▸ The records:
— START —
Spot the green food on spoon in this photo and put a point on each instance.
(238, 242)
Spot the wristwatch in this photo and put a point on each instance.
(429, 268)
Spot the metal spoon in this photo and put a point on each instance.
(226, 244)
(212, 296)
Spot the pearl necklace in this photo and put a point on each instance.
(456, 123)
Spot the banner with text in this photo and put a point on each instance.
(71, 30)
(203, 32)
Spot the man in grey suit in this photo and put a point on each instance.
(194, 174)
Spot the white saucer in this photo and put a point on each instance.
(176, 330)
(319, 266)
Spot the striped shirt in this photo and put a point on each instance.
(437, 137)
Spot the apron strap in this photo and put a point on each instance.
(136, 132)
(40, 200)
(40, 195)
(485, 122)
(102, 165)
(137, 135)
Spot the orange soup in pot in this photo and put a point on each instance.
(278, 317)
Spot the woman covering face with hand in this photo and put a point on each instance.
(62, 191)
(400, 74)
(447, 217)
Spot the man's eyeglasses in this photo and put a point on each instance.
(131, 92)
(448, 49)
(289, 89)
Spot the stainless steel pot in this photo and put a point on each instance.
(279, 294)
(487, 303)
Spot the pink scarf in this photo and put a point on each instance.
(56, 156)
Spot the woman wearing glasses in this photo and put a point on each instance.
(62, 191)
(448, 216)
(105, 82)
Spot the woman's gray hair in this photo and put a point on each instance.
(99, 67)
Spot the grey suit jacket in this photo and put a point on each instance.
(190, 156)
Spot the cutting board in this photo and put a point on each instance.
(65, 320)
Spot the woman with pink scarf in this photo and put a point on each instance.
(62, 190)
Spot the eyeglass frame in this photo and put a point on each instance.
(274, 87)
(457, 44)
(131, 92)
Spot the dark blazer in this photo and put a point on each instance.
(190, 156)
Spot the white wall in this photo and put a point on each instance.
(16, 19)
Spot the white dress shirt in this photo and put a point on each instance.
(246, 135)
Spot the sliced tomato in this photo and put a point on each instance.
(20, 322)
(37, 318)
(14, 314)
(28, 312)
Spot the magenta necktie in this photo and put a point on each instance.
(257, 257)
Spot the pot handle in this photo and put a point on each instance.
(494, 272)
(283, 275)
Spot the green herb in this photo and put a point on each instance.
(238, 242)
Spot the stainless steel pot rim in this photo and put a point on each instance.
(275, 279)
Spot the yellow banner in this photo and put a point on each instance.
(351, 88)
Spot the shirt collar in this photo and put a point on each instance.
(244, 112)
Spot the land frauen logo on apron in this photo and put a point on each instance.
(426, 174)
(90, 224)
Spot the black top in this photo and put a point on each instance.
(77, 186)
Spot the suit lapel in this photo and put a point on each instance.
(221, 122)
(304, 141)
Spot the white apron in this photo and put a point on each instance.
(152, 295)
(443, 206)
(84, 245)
— END —
▸ Task brief: Everything from the line with "Spot the grey" to the end of the listing above needs to be duplicated exactly, both end lines included, with nothing more.

▸ Correct response:
Spot the grey suit jacket in this photo and put a point on each instance.
(190, 156)
Spot the cutting board in this photo and put a point on each instance.
(65, 320)
Spot the woman with pink scarf in this photo and put a point on each instance.
(62, 190)
Spot the eyeglass frame in this photo and put a point on each instance.
(274, 87)
(457, 44)
(131, 92)
Spot the dark blazer in this photo and put a point on each instance.
(190, 156)
Spot the white wall in this photo and put a point on each instance.
(16, 19)
Spot the white dress shirt in this photo and put a point on each instance.
(246, 135)
Spot the sliced tomato in this photo and put a point on each instance.
(20, 322)
(37, 318)
(14, 314)
(28, 312)
Spot the magenta necktie in this photo and put a point on each instance.
(257, 257)
Spot the pot handle in this photo and put a point on each instance.
(494, 272)
(283, 275)
Spot the green herb in this photo and put a point on each instance.
(238, 242)
Spot the stainless steel pot rim in this photo and put a point on each instance.
(275, 279)
Spot the yellow banner in this photo and put a point on each instance.
(351, 88)
Spot the shirt collar in this photo and put a point on each instance.
(244, 112)
Spot the land frauen logo on apron in this photo and put a point on each instance.
(426, 174)
(90, 224)
Spot the black top in this photo and put a point on each instance.
(77, 186)
Spot the suit lapel in this photo and put a point on each instance.
(221, 122)
(304, 141)
Spot the white apron in this photo and put a point on each instance.
(152, 295)
(443, 206)
(84, 245)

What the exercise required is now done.